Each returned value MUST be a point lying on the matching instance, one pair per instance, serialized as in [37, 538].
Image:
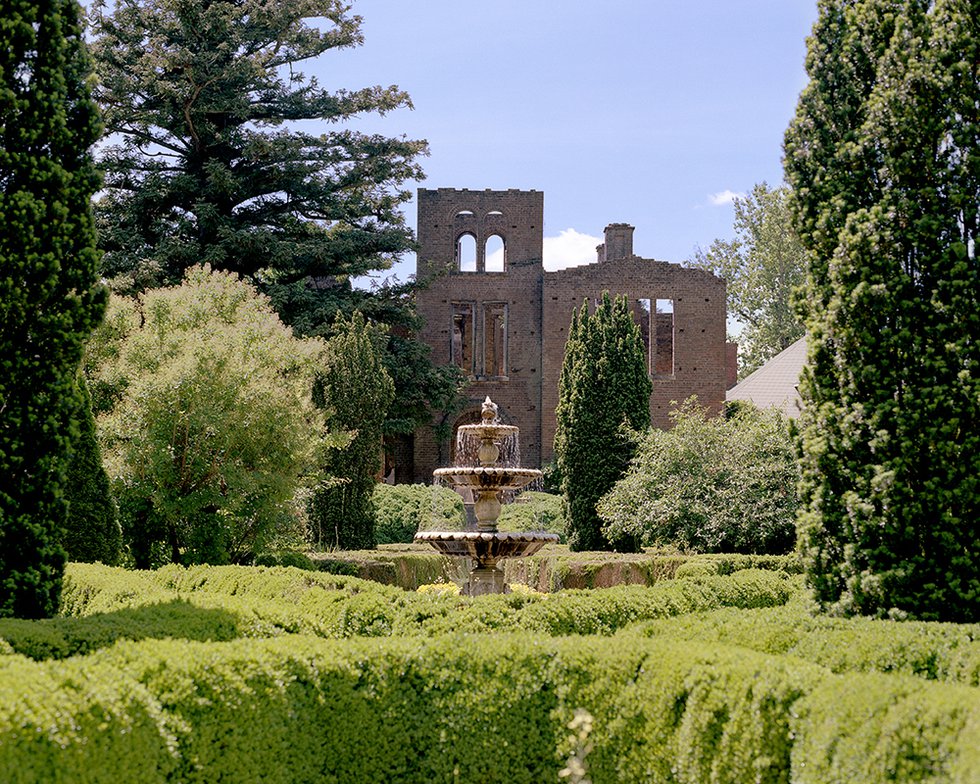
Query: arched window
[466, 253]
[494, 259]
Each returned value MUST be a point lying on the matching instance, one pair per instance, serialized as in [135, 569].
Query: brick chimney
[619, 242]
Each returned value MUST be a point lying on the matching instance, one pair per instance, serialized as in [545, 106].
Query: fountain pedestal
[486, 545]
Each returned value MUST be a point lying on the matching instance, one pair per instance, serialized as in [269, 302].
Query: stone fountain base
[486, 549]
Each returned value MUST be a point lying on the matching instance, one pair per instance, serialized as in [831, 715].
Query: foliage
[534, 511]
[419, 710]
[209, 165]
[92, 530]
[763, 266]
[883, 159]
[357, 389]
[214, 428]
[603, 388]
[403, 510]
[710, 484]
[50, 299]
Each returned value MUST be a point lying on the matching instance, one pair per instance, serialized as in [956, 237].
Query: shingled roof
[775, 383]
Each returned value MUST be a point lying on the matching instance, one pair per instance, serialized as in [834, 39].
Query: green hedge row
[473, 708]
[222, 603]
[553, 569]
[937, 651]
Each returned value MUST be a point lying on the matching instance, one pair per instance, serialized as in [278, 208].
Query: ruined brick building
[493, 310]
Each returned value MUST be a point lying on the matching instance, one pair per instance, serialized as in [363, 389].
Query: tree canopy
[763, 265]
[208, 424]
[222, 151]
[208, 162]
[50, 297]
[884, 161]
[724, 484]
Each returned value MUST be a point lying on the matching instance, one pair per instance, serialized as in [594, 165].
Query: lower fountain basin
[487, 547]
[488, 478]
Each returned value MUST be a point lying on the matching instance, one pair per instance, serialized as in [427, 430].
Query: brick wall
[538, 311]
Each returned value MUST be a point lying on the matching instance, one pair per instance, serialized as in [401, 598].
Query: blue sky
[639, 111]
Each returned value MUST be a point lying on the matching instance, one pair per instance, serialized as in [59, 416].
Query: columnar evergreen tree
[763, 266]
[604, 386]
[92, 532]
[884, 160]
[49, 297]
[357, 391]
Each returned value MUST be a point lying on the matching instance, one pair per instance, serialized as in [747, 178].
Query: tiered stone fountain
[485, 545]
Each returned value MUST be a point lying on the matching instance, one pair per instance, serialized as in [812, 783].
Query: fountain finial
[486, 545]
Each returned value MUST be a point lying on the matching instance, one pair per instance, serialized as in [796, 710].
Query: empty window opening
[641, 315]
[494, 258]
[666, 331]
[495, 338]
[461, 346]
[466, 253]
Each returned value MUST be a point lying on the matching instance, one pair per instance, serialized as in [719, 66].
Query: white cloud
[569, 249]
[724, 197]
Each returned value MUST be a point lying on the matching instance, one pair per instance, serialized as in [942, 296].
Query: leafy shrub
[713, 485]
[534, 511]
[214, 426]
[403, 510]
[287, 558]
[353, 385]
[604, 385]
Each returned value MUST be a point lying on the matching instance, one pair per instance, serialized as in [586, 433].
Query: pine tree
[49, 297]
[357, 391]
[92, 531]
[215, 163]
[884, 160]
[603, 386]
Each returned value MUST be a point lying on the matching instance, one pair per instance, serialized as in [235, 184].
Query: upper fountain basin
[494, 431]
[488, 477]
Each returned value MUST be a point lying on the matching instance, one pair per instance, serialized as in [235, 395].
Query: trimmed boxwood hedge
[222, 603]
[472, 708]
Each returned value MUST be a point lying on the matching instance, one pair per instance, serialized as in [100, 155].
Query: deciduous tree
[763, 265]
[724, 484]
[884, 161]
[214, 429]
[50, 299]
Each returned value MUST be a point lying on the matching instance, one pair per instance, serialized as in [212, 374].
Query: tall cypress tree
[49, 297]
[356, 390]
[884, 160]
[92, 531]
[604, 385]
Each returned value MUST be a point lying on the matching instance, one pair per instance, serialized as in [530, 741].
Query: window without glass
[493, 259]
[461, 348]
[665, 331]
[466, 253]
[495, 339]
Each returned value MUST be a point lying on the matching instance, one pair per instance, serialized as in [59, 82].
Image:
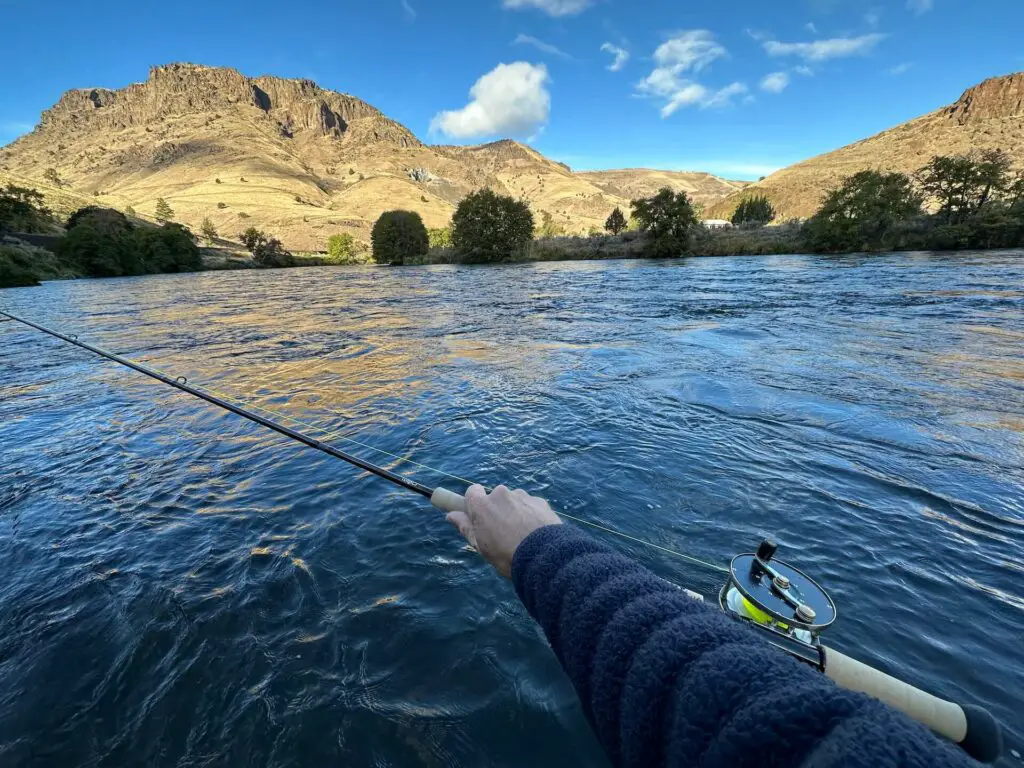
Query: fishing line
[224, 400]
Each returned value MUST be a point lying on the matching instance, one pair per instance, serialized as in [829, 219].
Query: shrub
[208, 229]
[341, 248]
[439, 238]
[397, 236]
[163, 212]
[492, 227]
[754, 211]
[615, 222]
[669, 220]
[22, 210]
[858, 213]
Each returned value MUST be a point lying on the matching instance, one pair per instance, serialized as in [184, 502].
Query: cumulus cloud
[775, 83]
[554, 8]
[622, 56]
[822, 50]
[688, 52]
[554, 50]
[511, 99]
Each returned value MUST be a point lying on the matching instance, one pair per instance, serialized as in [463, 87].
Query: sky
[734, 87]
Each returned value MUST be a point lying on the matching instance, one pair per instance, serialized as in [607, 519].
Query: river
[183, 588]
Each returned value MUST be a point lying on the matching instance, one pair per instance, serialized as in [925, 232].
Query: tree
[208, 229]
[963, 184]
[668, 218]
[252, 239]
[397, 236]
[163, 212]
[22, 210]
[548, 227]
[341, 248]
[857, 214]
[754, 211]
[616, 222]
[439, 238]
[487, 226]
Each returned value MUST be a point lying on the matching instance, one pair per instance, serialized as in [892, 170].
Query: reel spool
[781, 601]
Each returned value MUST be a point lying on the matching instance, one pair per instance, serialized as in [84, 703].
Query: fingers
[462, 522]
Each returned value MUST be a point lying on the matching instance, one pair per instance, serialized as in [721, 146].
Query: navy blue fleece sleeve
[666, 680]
==
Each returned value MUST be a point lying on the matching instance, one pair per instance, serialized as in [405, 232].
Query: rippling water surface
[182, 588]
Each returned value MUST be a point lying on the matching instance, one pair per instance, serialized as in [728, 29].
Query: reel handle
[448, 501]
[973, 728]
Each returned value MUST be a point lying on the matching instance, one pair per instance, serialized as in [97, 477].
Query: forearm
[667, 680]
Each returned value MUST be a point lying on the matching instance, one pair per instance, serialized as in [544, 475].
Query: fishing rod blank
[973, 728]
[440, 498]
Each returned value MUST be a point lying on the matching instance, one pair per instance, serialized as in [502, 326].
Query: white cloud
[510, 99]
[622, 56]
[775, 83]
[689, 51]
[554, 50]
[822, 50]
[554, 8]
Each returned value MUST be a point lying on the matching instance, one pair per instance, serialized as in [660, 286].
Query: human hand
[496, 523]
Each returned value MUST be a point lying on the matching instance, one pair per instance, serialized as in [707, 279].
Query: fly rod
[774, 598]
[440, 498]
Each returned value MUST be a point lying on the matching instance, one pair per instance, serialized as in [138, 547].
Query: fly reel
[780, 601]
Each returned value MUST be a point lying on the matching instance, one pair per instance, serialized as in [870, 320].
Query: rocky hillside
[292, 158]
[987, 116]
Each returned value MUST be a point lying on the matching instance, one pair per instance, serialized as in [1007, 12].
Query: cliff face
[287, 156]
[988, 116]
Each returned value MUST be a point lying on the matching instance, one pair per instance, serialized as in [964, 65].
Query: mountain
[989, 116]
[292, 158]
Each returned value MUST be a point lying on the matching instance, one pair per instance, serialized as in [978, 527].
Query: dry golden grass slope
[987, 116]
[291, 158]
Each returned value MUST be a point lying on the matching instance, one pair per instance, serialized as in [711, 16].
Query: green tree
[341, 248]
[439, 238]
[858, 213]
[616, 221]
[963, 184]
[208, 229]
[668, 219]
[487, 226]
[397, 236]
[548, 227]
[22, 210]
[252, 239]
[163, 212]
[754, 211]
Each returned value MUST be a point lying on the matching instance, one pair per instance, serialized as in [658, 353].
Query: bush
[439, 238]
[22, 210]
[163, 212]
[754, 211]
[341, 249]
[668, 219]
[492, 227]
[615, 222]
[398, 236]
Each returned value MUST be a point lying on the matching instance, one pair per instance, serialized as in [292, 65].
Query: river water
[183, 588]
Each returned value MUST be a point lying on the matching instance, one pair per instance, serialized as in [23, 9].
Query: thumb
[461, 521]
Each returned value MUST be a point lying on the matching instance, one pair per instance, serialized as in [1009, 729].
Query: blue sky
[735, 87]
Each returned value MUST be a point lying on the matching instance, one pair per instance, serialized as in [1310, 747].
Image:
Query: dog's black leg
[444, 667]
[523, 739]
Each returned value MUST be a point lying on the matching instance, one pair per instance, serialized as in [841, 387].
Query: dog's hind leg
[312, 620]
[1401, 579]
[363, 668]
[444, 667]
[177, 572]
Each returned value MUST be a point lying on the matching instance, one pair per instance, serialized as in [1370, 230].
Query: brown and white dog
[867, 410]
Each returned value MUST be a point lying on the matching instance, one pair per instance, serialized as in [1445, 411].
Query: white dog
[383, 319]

§ WORK TO DO
Please gather every line from the records that contains the string "window" and copy each one in full. Case counts when matching.

§ RESPONSE TO THIS TASK
Query: arched window
Query: empty window opening
Query: window without glass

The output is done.